Required work
A. According to the passage on engineers at hardware companies, what do universities teach very little about?
B. Continue the passage on engineers at hardware companies from its final sentence.

Selected passage
/---
This bit of absurdist humor is a classic nerd reference from Douglas Adams’ classic work, The Hitchhiker’s Guide to the Galaxy. The thing is that no one remembers what the original question actually was.

Yet, this is an oddly familiar situation if you’re an engineer at a hardware company. Chances are you’ve been in a two-hour meeting where the discussion has gone so deep into the weeds that you’ve forgotten why the topic came up in the first place. Somewhere between the third slide on register settings and someone’s seventh Jira ticket update, it starts to feel like you’ve stumbled into a scene from Douglas Adams’ work.

Here’s the problem: Universities teach you engineering subjects, but very little about how to work with other people in a professional setting. They do not teach you how to run meetings, work with sales and marketing, pitch ideas to executives, or manage a group of junior engineers. Most people are just thrown in and figure it out for themselves, unless they maybe got a fancy business degree on the side.
\---
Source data
/---
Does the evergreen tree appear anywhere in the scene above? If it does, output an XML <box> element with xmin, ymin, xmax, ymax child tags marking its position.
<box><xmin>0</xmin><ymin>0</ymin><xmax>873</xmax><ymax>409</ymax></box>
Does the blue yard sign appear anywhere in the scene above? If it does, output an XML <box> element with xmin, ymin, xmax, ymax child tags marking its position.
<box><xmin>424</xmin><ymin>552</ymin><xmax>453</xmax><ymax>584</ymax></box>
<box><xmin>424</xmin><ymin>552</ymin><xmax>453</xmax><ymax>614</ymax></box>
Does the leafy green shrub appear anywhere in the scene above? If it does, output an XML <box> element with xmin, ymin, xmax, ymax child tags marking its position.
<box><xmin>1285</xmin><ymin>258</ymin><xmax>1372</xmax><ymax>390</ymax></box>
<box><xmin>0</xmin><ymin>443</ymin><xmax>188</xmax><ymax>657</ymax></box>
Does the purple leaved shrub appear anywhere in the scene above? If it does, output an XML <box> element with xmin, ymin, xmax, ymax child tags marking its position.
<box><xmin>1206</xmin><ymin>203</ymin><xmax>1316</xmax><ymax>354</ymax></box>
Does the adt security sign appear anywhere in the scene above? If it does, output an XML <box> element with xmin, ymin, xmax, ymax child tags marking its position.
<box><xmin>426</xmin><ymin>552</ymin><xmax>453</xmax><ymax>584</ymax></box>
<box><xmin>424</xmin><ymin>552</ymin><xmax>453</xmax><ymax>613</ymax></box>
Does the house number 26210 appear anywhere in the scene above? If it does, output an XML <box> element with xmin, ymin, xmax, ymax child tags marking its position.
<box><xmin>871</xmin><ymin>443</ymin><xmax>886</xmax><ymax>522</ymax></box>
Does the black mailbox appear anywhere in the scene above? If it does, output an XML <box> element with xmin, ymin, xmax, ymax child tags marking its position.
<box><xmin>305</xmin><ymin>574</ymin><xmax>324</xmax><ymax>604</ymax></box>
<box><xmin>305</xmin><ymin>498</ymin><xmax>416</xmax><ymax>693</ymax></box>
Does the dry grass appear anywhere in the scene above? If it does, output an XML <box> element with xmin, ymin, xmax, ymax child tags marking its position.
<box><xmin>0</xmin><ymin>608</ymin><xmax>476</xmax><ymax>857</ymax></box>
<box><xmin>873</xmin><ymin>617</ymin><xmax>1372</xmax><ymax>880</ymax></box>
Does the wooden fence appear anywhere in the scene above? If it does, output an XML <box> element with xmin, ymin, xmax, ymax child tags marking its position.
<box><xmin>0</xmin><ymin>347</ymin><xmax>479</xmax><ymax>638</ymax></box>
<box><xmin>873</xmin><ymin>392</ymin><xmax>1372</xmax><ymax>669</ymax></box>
\---
Response list
A. How to work with other people in a professional setting.

B.
This post is a definitive guide to leveling up your corporate game by designing effective meetings, cracking interviews, being an excellent mentor, and having great conversations with people. Specifically, we will adopt the concept of structured questioning — a well-known idea in business and coaching circles that uses questions to methodically explore problems and their potential solutions.

After reading this post, you will learn six unique frameworks that explain:

✅ How to define project goals and run a step-by-step, actionable execution plan.

✅ How to run 1:1 meetings to help team members reach company and career goals.

✅ How to effectively perform root-cause analysis and conduct post-mortems.

✅ How to interview candidates to truly understand their abilities.

✅ How to answer interview questions in a way that best showcases your skills.

✅ How to write annual performance reviews to demonstrate the impact of your work.

✅ How to pitch ideas to senior-level management.

✅ How to negotiate specifications and timelines with product and marketing teams.

✅ How to effectively run weekly sync-ups, stand-ups and status updates.

✅ How to run design reviews with respect, thoroughness and clarity.

Read time: ~20 mins

This should cover most professional interactions you will ever encounter.

There is a lot of content in this post. Instead of digesting it all in one go, I’d recommend that you revisit this when you encounter different situations at work, and pick out some ideas you can try.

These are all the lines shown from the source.